• _Written task_
Switch every "negative clicks" in the entries below to "exclusion clicks", and reproduce the entries with no other changes. Leave the pictures out.

• _Supplied material_
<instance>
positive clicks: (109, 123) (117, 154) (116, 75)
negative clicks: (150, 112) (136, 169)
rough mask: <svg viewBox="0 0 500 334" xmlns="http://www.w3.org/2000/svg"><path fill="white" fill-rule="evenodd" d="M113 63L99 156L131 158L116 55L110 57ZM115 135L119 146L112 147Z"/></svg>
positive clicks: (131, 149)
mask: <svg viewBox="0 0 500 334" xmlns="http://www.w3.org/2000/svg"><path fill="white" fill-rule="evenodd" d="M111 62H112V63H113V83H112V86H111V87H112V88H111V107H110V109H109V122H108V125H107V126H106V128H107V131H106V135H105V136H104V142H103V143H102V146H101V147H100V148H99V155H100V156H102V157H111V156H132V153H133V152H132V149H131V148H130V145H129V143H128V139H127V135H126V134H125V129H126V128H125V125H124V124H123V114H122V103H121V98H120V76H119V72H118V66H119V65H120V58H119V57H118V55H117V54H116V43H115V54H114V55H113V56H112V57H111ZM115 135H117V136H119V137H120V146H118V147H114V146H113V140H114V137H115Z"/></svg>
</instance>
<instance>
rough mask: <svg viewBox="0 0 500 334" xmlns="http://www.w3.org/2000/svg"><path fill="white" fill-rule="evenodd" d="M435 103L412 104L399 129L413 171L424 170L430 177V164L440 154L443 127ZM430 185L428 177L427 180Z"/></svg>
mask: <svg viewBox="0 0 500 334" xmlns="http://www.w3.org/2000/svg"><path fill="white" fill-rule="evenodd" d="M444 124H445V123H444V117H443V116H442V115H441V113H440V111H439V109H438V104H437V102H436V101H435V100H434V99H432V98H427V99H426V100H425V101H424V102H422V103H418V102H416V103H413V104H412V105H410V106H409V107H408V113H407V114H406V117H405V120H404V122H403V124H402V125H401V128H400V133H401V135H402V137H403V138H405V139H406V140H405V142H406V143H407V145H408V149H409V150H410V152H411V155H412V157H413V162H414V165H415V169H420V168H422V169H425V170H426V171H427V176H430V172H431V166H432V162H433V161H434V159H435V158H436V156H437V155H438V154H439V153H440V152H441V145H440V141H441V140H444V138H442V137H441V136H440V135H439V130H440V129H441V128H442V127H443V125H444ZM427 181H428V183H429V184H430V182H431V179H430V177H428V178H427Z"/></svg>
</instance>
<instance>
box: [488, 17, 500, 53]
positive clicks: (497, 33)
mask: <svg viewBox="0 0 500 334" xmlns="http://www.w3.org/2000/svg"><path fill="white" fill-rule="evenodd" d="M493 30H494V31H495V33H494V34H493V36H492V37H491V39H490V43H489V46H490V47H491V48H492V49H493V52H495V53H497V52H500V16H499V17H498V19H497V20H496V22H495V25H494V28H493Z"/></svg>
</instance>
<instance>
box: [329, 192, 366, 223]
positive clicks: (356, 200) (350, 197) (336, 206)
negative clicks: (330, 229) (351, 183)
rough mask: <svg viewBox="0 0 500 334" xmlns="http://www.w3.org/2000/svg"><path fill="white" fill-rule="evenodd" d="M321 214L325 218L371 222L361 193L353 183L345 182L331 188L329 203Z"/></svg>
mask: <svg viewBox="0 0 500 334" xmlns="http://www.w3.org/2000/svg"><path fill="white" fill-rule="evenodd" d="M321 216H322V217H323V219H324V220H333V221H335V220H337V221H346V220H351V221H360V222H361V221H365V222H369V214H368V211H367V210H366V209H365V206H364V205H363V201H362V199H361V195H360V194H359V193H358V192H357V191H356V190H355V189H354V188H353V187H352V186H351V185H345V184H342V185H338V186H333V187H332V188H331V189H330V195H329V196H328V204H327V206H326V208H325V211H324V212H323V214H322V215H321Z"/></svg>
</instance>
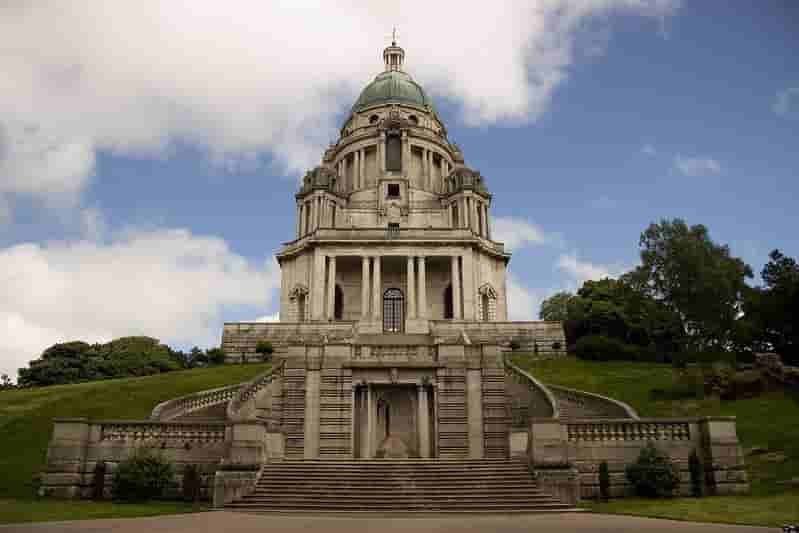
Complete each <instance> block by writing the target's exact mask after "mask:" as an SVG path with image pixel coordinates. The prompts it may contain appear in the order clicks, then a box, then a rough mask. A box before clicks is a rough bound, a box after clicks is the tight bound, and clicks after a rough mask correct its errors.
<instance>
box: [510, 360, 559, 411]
mask: <svg viewBox="0 0 799 533" xmlns="http://www.w3.org/2000/svg"><path fill="white" fill-rule="evenodd" d="M502 364H503V365H504V366H505V367H506V368H508V369H510V370H511V371H512V372H513V373H515V374H516V375H517V376H519V377H522V378H524V379H526V380H527V381H529V382H530V384H531V385H532V386H533V387H535V388H537V389H538V390H539V391H541V392H542V393H543V394H544V397H545V398H546V399H547V402H548V403H549V406H550V408H551V409H552V418H560V410H559V409H558V402H557V401H556V400H555V395H554V394H552V391H550V390H549V387H547V386H546V385H544V384H543V383H542V382H540V381H538V380H537V379H536V378H534V377H533V376H532V375H530V374H529V373H528V372H525V371H524V370H522V369H521V368H519V367H518V366H516V365H515V364H513V363H512V362H511V361H509V360H508V357H507V356H506V355H505V354H502Z"/></svg>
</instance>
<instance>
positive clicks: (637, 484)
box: [625, 442, 680, 498]
mask: <svg viewBox="0 0 799 533" xmlns="http://www.w3.org/2000/svg"><path fill="white" fill-rule="evenodd" d="M625 474H626V476H627V480H628V481H629V482H630V484H631V485H632V486H633V489H634V490H635V494H636V495H638V496H643V497H644V498H663V497H670V496H672V495H674V491H675V490H677V488H678V487H679V486H680V475H679V472H678V470H677V468H676V466H675V465H674V463H672V461H671V459H670V458H669V456H668V455H666V454H665V453H663V452H662V451H660V450H658V449H657V448H655V445H654V444H652V443H651V442H649V443H647V445H646V447H644V448H643V449H642V450H641V453H640V454H639V455H638V459H637V460H636V462H635V463H632V464H629V465H627V468H626V470H625Z"/></svg>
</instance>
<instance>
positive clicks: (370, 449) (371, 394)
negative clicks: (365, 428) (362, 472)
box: [365, 383, 375, 459]
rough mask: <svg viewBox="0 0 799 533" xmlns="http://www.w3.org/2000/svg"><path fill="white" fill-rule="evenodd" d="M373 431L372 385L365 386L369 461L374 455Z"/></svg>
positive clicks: (374, 427) (366, 418) (373, 441)
mask: <svg viewBox="0 0 799 533" xmlns="http://www.w3.org/2000/svg"><path fill="white" fill-rule="evenodd" d="M374 431H375V402H374V390H372V384H371V383H369V384H367V385H366V454H365V455H366V458H367V459H371V458H372V455H373V454H374V451H375V450H374Z"/></svg>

• _Finished task_
<instance>
positive clicks: (109, 123) (117, 154) (116, 75)
exclusion clicks: (150, 112) (136, 169)
rough mask: <svg viewBox="0 0 500 334" xmlns="http://www.w3.org/2000/svg"><path fill="white" fill-rule="evenodd" d="M113 63L99 156L131 158L116 55L110 57ZM115 135L119 146L112 147Z"/></svg>
positive clicks: (131, 149)
mask: <svg viewBox="0 0 500 334" xmlns="http://www.w3.org/2000/svg"><path fill="white" fill-rule="evenodd" d="M111 62H112V63H113V83H112V86H111V87H112V88H111V107H110V109H109V122H108V125H107V126H106V128H107V131H106V135H105V136H104V142H103V143H102V146H101V147H100V148H99V155H100V156H102V157H111V156H132V153H133V152H132V149H131V148H130V145H129V143H128V139H127V135H126V134H125V129H126V128H125V125H124V124H123V114H122V103H121V98H120V76H119V72H118V66H119V65H120V58H119V57H118V55H117V54H116V43H115V54H114V55H113V56H112V57H111ZM115 135H117V136H119V137H120V146H118V147H114V146H113V140H114V137H115Z"/></svg>
</instance>
<instance>
rough mask: <svg viewBox="0 0 500 334" xmlns="http://www.w3.org/2000/svg"><path fill="white" fill-rule="evenodd" d="M435 103L412 104L399 129L413 171L424 170L430 177V164L440 154L443 127ZM430 185L428 177L427 180Z"/></svg>
mask: <svg viewBox="0 0 500 334" xmlns="http://www.w3.org/2000/svg"><path fill="white" fill-rule="evenodd" d="M444 124H445V123H444V117H443V116H442V115H441V113H440V111H439V109H438V104H437V102H436V101H435V100H434V99H432V98H427V99H426V100H425V101H424V102H422V103H418V102H416V103H413V104H412V105H410V106H409V107H408V113H407V114H406V117H405V120H404V122H403V124H402V125H401V128H400V133H401V135H402V137H403V138H405V139H406V140H405V142H406V143H407V145H408V149H409V150H410V152H411V155H412V157H413V162H414V165H415V169H420V168H422V169H425V170H426V171H427V176H430V172H431V166H432V162H433V161H434V159H435V158H436V156H437V155H438V154H439V153H440V152H441V145H440V141H441V140H444V138H442V137H441V136H440V135H439V130H440V129H441V128H442V127H443V125H444ZM427 181H428V183H429V184H430V182H431V179H430V177H428V178H427Z"/></svg>
</instance>
<instance>
box: [488, 17, 500, 53]
positive clicks: (497, 33)
mask: <svg viewBox="0 0 500 334" xmlns="http://www.w3.org/2000/svg"><path fill="white" fill-rule="evenodd" d="M493 30H494V31H495V33H494V34H493V36H492V37H491V39H490V43H489V46H490V47H491V48H492V49H493V52H495V53H497V52H500V16H499V17H498V19H497V20H496V22H495V25H494V28H493Z"/></svg>
</instance>
<instance>
box: [329, 192, 366, 223]
positive clicks: (356, 200) (350, 197) (336, 206)
exclusion clicks: (330, 229) (351, 183)
rough mask: <svg viewBox="0 0 500 334" xmlns="http://www.w3.org/2000/svg"><path fill="white" fill-rule="evenodd" d="M321 214L325 218L371 222L361 193L353 183L345 182L331 188L329 203Z"/></svg>
mask: <svg viewBox="0 0 500 334" xmlns="http://www.w3.org/2000/svg"><path fill="white" fill-rule="evenodd" d="M321 216H322V217H323V219H324V220H333V221H335V220H337V221H346V220H351V221H360V222H361V221H365V222H369V214H368V211H367V210H366V209H365V206H364V205H363V201H362V199H361V195H360V194H359V193H358V192H357V191H356V190H355V189H354V188H353V187H352V186H351V185H345V184H342V185H338V186H333V187H332V188H331V189H330V195H329V196H328V204H327V206H326V208H325V211H324V212H323V214H322V215H321Z"/></svg>
</instance>
Complete each <instance> block by writing the target's exact mask after "mask:" as an SVG path with image pixel coordinates. The prompts it may contain appear in the order clicks, then a box, then a rough mask. A box before clicks is a rough bound, a box after clicks is the tight bound, and clicks after a rough mask correct its errors.
<instance>
box: [510, 360, 559, 411]
mask: <svg viewBox="0 0 799 533" xmlns="http://www.w3.org/2000/svg"><path fill="white" fill-rule="evenodd" d="M502 364H503V365H504V366H505V367H506V368H508V369H510V370H511V371H512V372H513V373H515V374H516V375H517V376H519V377H522V378H524V379H526V380H527V381H529V382H530V384H531V385H532V386H533V387H535V388H537V389H538V390H539V391H541V392H542V393H543V394H544V397H545V398H546V399H547V402H548V403H549V406H550V408H551V409H552V418H560V410H559V409H558V402H557V401H556V400H555V395H554V394H552V391H550V390H549V387H547V386H546V385H544V384H543V383H542V382H540V381H538V380H537V379H536V378H534V377H533V376H532V375H530V374H529V373H528V372H525V371H524V370H522V369H521V368H519V367H518V366H516V365H515V364H513V363H512V362H511V361H509V360H508V357H507V356H506V355H505V354H502Z"/></svg>
</instance>
<instance>
positive clicks: (637, 484)
box: [625, 442, 680, 498]
mask: <svg viewBox="0 0 799 533" xmlns="http://www.w3.org/2000/svg"><path fill="white" fill-rule="evenodd" d="M625 474H626V476H627V480H628V481H629V482H630V484H631V485H632V486H633V489H634V490H635V494H636V495H638V496H643V497H644V498H663V497H670V496H672V495H674V491H675V490H677V488H678V487H679V486H680V475H679V472H678V470H677V468H676V466H675V465H674V463H672V461H671V459H670V458H669V456H668V455H666V454H665V453H663V452H662V451H660V450H658V449H657V448H655V445H654V444H652V443H651V442H649V443H647V445H646V447H644V448H643V449H642V450H641V453H640V454H639V455H638V459H637V460H636V462H635V463H632V464H629V465H627V468H626V470H625Z"/></svg>
</instance>
<instance>
positive clicks: (370, 449) (371, 394)
exclusion clicks: (365, 428) (362, 472)
box: [365, 383, 375, 459]
rough mask: <svg viewBox="0 0 799 533" xmlns="http://www.w3.org/2000/svg"><path fill="white" fill-rule="evenodd" d="M373 431L372 385L365 386L369 461L374 455Z"/></svg>
positive clicks: (374, 427) (366, 418) (373, 441)
mask: <svg viewBox="0 0 799 533" xmlns="http://www.w3.org/2000/svg"><path fill="white" fill-rule="evenodd" d="M374 431H375V402H374V390H372V384H371V383H369V384H367V385H366V454H365V455H366V458H367V459H371V458H372V455H373V454H374V451H375V450H374Z"/></svg>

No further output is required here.